▸ **Exercice à traiter**
Imprimez toutes les lignes ci-dessous telles quelles, sans la moindre modification.

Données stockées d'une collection

====================

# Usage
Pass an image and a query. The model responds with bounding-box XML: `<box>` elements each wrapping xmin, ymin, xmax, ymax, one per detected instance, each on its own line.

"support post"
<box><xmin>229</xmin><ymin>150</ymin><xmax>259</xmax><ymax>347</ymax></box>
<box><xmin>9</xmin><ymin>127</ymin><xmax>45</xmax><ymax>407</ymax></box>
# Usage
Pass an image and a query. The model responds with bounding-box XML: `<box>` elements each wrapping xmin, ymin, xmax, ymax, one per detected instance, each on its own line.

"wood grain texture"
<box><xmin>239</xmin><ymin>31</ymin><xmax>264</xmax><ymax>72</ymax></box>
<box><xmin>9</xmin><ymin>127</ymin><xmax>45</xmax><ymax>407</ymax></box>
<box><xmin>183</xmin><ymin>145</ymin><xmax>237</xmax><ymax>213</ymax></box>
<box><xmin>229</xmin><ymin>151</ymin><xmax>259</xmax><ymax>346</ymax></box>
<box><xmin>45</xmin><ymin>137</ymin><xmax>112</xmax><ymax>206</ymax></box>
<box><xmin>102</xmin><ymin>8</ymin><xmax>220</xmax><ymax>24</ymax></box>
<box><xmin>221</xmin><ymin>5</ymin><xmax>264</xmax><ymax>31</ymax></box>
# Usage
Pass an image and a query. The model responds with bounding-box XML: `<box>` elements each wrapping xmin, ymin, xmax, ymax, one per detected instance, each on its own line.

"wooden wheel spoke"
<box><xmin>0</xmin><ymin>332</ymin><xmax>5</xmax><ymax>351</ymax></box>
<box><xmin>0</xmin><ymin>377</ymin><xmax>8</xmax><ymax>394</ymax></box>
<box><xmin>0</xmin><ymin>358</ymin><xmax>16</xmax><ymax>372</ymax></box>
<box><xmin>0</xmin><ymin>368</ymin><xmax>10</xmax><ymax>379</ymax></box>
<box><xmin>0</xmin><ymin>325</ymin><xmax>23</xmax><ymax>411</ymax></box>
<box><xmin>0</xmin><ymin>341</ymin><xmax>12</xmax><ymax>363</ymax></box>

====================

▸ **Réponse attendue**
# Usage
Pass an image and a query. The model responds with bounding-box XML: `<box>` elements each wrapping xmin, ymin, xmax, ymax, one per detected instance, each on its own line.

"support post"
<box><xmin>229</xmin><ymin>150</ymin><xmax>259</xmax><ymax>347</ymax></box>
<box><xmin>9</xmin><ymin>127</ymin><xmax>45</xmax><ymax>407</ymax></box>
# Usage
Pass an image and a query. The model responds with bounding-box XML: `<box>` elements each wrapping xmin, ymin, xmax, ymax, one per detected instance, each on its own line.

"wood grain texture"
<box><xmin>239</xmin><ymin>31</ymin><xmax>264</xmax><ymax>72</ymax></box>
<box><xmin>9</xmin><ymin>127</ymin><xmax>45</xmax><ymax>407</ymax></box>
<box><xmin>183</xmin><ymin>145</ymin><xmax>237</xmax><ymax>213</ymax></box>
<box><xmin>229</xmin><ymin>151</ymin><xmax>259</xmax><ymax>346</ymax></box>
<box><xmin>45</xmin><ymin>137</ymin><xmax>112</xmax><ymax>206</ymax></box>
<box><xmin>102</xmin><ymin>8</ymin><xmax>220</xmax><ymax>24</ymax></box>
<box><xmin>221</xmin><ymin>5</ymin><xmax>264</xmax><ymax>31</ymax></box>
# Usage
Pass an image and a query. The model responds with bounding-box XML: `<box>` elements each wrapping xmin, ymin, xmax, ymax, one per detected instance, each on its own line.

"wooden wheel spoke"
<box><xmin>0</xmin><ymin>332</ymin><xmax>5</xmax><ymax>351</ymax></box>
<box><xmin>0</xmin><ymin>377</ymin><xmax>8</xmax><ymax>394</ymax></box>
<box><xmin>0</xmin><ymin>358</ymin><xmax>16</xmax><ymax>372</ymax></box>
<box><xmin>0</xmin><ymin>368</ymin><xmax>10</xmax><ymax>379</ymax></box>
<box><xmin>0</xmin><ymin>325</ymin><xmax>23</xmax><ymax>411</ymax></box>
<box><xmin>0</xmin><ymin>341</ymin><xmax>12</xmax><ymax>363</ymax></box>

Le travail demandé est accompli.